**What to produce:** Nothing but the records, repeated exactly, should form the response.

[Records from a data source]
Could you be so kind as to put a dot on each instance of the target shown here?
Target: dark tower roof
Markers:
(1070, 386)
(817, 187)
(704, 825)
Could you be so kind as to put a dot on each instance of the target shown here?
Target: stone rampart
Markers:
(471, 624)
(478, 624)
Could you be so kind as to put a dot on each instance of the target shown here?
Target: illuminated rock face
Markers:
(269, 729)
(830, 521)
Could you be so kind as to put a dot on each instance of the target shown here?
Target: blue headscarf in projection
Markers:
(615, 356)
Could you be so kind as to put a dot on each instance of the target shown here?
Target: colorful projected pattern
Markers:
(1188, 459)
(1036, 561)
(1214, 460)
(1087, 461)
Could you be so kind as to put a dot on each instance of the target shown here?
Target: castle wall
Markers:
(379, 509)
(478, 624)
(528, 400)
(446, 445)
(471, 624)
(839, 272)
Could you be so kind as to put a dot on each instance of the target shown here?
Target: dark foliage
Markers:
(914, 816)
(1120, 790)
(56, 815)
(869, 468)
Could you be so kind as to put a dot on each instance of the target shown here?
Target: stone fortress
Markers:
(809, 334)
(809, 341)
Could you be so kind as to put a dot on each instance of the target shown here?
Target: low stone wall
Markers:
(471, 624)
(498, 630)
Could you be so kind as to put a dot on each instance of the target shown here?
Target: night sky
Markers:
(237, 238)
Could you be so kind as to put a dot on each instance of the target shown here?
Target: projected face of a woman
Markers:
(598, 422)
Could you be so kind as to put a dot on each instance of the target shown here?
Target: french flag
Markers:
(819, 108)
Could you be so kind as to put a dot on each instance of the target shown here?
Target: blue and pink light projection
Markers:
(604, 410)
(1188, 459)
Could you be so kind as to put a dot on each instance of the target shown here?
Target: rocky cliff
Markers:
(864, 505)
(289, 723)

**Solution for this problem:**
Could you be so kind as to put a dot on each instance of the target shown here?
Target: dark tower roof
Markers:
(1070, 386)
(817, 187)
(704, 825)
Could you be so kind as to put a dot on each instance of the target shown here?
Target: stone rampart
Markers:
(471, 624)
(478, 624)
Could you be so kind as to put a dot on each instance of the target shown here?
Target: illuminated rock face
Markers:
(269, 729)
(830, 521)
Could you be so kind as to put a dot on each instance of the target shown here?
Target: blue headscarf in projection
Markers:
(615, 356)
Could you be so kind as to put a dot on each instance of the target shown here?
Target: colorful projected pattern
Markers:
(1188, 459)
(1036, 561)
(1214, 460)
(1087, 461)
Could you be so kind as to put a dot on each instance of the target shown here?
Target: castle wall
Markers:
(379, 509)
(478, 624)
(528, 400)
(446, 445)
(471, 624)
(839, 272)
Could you be so kind as to put a dot on each instance of the target shown here?
Target: dark foliage
Markers:
(914, 816)
(1120, 790)
(56, 815)
(869, 468)
Could you be so kind as to put a dot on each instance of the target shown here?
Target: stone fortress
Markers:
(809, 334)
(809, 341)
Could you be so kind as to put a dot on each instance of the target shown here?
Target: low stone wall
Markers:
(471, 624)
(498, 630)
Could you be so kind as to put a dot on each instance of the target shown here?
Target: night sky
Markers:
(237, 238)
Could you be so kind as to put a dot on each instance of the target shown here?
Target: projected face of a woman
Markers:
(598, 422)
Could you be so kind as to put a dot on each instance of the target shown here?
Target: french flag
Markers:
(819, 108)
Could you be so kind as to put a dot on each instance of the target shown here?
Target: blue and pink light projection
Markers:
(604, 410)
(1188, 459)
Could you be so kind as to put a dot on each instance of the target shown here?
Target: rocky cliff
Markers:
(864, 505)
(289, 723)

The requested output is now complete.